[START OF Document]

In Administrator, Wage and Hour Div. v. Volt Management Corp., ARB No. 2018-0075, ALJ No. 2012-LCA-00044 (ARB Aug. 27, 2020), the ALJ granted summary decision in favor of Respondent on the ground that the violations and penalties imposed by the Administrator with respect to H-1B employees other than the Complainant (whose individual claim had been resolved before the Administrator) were based on an investigation in excess of the Administrator’s power under the INA. The ARB reversed and remanded.
The parties agreed that the Administrator’s investigation was initiated based on the Complainant’s aggrieved party complaint pursuant to 8 U.S.C. § 1182(n)(2)(A). The Administrator sought records on Volt’s H-1B employees and LCAs for a two-year period. The Administrator ultimately determined that Volt failed to pay the Complainant and many other H-1B employees for non-productive time in violate of 20 C.F.R. § 655.731. As noted, the ALJ granted summary decision based on a determination that the scope of the Administrator’s investigation went too far.
The ARB described how the ARB and the courts had grappled with this issue in the past.
In Admin., Wage & Hour Div. v. Greater Missouri Med. Providers, Inc., ARB No. 2012-0015, ALJ No. 2008-LCA-00026 (ARB Jan. 29, 2014) , the ARB in a split decision, concluded that the Administrator had the power and authority to conduct investigations not constrained to the specific allegations in a single aggrieved party complaint, and under the facts of the case where the complainant’s allegations were detailed, the Administrator had reasonable cause to investigate related H-1B violations encountered in the course of the investigation. On appeal in Greater Missouri Med. Pro-Care Providers, Inc. v. Perez, 812 F.3d 1132 (8th Cir. 2015), the Eighth Circuit circumscribed the scope of an investigation in response to an aggrieved party complaint. Although it declined to set the exact contours of the Administrator’s authority to investigate, it found that an open-ended investigation without regard to the actual allegations of the aggrieved party complaint was not supported by the plain language of the INA.

[END OF Document]

§ Task 1: List every case the summary names, giving each by its full case name.

[START OF Supplied material]

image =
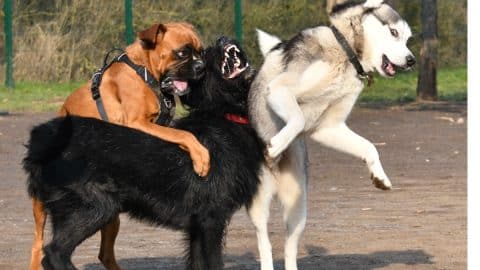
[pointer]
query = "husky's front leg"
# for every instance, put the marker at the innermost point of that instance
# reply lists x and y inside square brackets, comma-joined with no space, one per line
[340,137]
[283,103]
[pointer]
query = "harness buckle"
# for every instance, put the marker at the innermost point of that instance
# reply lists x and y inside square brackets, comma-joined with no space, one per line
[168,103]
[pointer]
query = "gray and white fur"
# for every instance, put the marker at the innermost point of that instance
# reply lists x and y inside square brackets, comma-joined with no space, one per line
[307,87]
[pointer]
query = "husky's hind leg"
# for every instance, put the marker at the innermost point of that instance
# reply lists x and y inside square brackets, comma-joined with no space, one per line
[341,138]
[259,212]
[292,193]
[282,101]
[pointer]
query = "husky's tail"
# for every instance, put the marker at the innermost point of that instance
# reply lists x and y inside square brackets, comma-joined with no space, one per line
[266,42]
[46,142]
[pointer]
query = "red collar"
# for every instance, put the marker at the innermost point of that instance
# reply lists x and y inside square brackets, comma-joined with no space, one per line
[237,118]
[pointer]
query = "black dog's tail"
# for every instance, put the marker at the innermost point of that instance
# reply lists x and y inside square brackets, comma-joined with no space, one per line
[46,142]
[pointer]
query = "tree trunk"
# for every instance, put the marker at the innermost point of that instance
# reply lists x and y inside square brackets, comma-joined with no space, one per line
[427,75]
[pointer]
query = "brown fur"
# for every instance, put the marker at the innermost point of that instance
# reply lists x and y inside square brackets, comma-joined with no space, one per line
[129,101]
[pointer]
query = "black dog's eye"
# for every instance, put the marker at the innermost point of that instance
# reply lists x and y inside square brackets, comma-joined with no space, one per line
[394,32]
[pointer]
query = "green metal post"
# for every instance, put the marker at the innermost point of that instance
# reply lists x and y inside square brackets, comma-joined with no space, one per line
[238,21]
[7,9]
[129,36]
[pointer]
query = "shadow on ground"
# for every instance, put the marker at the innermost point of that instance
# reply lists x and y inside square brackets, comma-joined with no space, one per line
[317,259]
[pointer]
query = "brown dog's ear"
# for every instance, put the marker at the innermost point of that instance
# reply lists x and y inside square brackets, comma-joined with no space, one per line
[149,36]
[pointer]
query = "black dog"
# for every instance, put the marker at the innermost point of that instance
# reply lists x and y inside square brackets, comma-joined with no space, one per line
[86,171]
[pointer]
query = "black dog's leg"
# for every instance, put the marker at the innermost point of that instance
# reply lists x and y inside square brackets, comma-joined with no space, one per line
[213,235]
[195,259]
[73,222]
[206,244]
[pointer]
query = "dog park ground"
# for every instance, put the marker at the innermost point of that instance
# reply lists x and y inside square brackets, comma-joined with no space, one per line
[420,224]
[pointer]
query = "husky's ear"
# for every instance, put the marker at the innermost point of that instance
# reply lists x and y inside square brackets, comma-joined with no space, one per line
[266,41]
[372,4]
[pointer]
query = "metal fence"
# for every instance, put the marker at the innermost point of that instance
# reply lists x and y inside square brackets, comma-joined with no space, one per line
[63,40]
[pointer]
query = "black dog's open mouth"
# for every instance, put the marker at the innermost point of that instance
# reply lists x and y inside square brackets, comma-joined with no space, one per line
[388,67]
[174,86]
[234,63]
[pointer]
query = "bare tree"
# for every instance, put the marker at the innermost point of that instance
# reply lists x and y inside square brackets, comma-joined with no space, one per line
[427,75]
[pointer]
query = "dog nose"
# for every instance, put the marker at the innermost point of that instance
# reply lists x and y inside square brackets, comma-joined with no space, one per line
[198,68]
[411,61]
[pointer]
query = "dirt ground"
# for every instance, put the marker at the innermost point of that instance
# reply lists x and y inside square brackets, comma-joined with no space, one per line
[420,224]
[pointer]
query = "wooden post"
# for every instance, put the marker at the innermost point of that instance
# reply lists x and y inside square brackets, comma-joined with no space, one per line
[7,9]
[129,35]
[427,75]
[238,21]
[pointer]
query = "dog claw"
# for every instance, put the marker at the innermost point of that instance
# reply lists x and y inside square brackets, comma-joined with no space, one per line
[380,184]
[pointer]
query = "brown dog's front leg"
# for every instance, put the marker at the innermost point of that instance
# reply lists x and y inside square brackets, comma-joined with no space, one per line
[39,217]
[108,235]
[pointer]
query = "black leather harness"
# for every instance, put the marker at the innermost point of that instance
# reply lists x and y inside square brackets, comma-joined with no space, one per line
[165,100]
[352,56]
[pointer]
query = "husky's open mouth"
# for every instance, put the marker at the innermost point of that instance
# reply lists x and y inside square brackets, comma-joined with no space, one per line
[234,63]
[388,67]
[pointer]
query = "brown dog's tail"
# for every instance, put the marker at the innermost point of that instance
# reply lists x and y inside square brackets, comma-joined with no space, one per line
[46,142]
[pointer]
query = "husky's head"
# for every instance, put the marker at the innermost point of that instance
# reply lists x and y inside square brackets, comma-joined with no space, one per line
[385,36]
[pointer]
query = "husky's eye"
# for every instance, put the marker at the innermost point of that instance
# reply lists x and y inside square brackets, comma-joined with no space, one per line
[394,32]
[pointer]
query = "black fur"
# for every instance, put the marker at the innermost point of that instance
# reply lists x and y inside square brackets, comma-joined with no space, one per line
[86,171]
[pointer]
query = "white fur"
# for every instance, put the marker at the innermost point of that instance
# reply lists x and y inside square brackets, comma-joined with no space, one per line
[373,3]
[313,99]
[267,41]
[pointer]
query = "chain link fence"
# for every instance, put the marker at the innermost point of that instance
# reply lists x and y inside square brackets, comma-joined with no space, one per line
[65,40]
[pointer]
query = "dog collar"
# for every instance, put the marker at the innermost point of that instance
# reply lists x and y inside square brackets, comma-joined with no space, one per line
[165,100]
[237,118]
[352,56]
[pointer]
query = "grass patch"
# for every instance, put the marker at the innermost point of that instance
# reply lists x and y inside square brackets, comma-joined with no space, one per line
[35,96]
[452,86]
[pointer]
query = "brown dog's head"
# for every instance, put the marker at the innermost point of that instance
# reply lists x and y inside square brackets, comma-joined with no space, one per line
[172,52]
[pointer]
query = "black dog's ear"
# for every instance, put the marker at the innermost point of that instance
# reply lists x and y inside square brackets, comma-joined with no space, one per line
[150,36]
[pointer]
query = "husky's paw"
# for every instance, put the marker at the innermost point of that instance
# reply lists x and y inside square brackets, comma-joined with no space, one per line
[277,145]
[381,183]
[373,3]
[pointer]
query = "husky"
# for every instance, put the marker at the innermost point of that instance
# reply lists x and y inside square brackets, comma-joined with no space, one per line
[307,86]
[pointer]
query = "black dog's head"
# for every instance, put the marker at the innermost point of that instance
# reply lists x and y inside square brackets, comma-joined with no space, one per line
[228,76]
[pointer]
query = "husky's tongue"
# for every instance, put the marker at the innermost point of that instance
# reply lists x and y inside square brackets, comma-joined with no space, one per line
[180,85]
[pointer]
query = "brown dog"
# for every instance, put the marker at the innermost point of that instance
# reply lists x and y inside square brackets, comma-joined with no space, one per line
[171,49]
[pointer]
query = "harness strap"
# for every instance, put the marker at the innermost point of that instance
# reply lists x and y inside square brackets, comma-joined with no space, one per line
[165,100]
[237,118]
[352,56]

[END OF Supplied material]
[START OF Supplied material]

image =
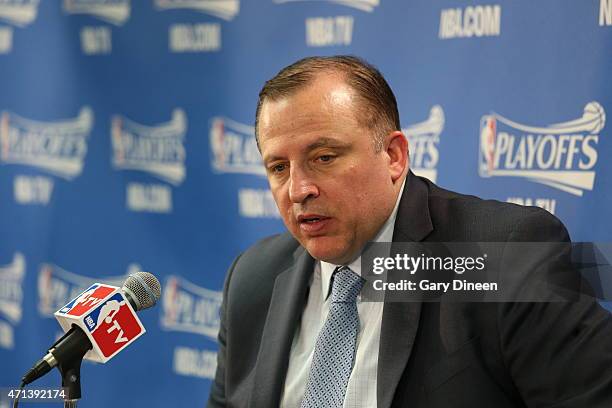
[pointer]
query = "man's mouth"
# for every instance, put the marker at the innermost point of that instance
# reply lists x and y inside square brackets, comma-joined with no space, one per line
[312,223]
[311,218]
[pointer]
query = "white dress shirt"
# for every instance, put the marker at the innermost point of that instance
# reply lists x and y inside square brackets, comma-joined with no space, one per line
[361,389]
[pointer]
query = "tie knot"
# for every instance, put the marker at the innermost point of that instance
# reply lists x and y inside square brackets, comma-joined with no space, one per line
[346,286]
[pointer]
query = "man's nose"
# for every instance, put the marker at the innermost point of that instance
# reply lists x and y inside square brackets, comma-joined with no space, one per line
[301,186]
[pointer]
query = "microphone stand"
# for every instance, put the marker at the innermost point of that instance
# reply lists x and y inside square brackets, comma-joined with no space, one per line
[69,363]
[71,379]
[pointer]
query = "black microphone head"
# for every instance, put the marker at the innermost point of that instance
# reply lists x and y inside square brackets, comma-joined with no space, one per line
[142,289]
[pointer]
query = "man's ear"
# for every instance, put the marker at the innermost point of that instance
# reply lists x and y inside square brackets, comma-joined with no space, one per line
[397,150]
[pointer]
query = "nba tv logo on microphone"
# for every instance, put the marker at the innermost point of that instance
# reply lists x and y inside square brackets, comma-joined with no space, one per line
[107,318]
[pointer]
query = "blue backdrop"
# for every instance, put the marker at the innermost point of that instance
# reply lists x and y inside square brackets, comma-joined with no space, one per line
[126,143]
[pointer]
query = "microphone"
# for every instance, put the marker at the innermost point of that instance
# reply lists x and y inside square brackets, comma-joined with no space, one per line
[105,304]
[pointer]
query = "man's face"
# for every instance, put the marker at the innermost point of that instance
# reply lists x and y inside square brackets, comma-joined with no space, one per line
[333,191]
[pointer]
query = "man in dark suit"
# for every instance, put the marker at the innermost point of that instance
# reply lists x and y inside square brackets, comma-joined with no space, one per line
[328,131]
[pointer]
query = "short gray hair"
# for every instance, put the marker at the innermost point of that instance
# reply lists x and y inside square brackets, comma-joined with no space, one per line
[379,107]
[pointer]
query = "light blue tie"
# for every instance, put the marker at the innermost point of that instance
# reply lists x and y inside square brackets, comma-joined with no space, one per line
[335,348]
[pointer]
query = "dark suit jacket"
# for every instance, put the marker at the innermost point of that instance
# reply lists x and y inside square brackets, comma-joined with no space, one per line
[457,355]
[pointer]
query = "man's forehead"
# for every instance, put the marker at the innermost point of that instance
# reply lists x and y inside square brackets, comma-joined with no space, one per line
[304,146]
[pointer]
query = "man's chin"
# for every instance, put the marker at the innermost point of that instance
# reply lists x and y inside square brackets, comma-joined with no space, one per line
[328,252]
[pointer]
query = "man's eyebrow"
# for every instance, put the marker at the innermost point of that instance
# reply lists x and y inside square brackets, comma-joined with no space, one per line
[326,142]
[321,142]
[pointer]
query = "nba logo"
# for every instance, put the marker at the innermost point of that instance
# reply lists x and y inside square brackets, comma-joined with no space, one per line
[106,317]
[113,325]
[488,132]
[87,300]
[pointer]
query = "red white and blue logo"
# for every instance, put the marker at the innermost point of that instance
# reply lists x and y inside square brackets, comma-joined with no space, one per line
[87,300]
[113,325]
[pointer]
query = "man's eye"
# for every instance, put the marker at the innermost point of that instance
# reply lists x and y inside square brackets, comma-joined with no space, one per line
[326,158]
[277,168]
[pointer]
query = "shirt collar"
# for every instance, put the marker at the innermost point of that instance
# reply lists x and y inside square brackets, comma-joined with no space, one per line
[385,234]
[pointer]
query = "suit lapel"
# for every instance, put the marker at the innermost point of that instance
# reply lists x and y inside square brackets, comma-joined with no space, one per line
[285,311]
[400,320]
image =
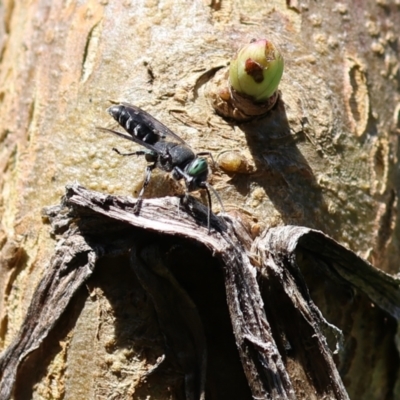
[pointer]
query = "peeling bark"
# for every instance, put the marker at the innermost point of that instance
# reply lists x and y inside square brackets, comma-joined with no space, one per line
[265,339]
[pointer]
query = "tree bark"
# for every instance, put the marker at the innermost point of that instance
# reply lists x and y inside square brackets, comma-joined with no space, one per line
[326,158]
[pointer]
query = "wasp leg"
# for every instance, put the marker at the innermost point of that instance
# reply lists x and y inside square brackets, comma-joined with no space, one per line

[END OF Supplied material]

§ Task 2: Filter the listing down to the lines that contain the string "logo".

§ Task response 1:
Administrator, Wage and Hour Div. v. Volt Management Corp.
Admin., Wage & Hour Div. v. Greater Missouri Med. Providers, Inc.
Greater Missouri Med. Pro-Care Providers, Inc. v. Perez

§ Task response 2:
query = "nba tv logo on microphone"
query = "nba logo"
query = "red white and blue logo"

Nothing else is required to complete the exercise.